Task inputs:
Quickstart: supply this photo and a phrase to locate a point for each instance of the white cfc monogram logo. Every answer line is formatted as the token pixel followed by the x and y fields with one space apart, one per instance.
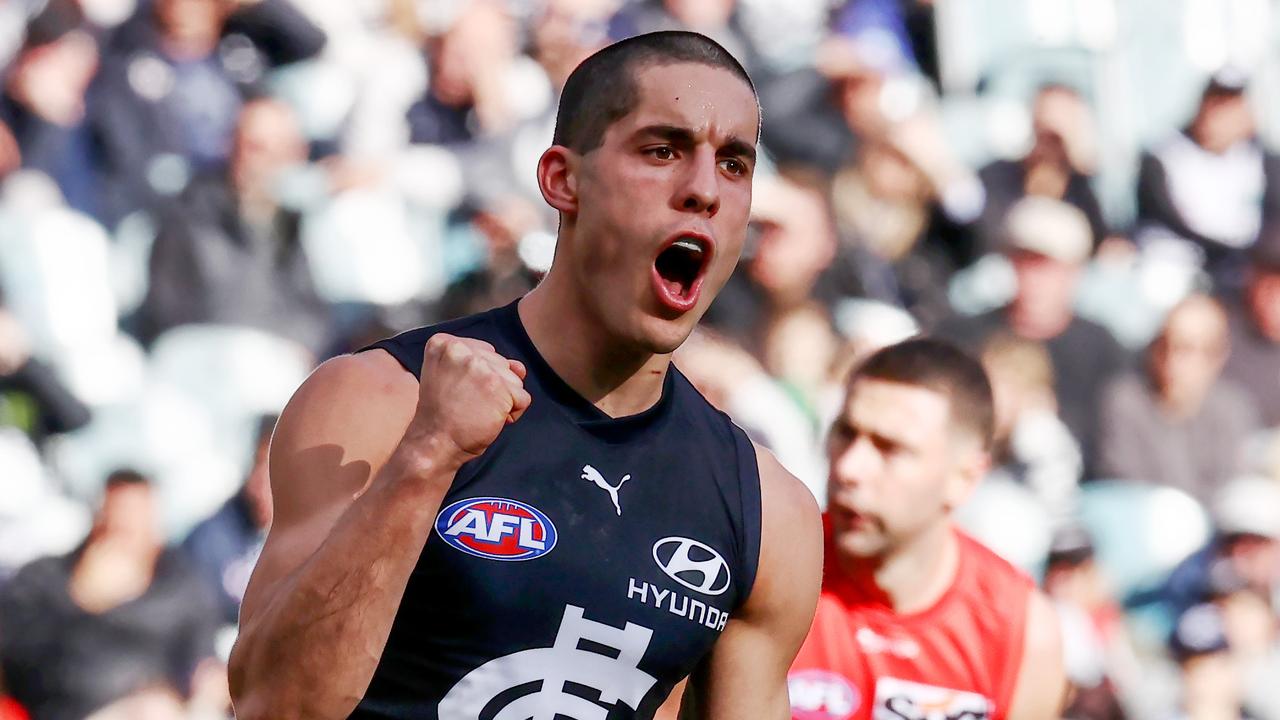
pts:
pixel 618 679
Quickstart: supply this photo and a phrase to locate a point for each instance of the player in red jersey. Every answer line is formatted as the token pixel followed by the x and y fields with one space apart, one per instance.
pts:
pixel 917 620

Exercise:
When the word "locate" shows up in a line of the entries, pull that line out.

Task answer:
Quickstart: supply this photo and a phrase to locate a point for each instance of the white cfc monogram logo. Every answer line is formatted as the token pixel followed by the x and y fields with one space apart, one per instance.
Quickstart: supply this photo and a phrase to locate a point for each instance of the player in red jersey. Every answer line is formatted as the token pixel followed by the x and y fields with one space apart, one per instance.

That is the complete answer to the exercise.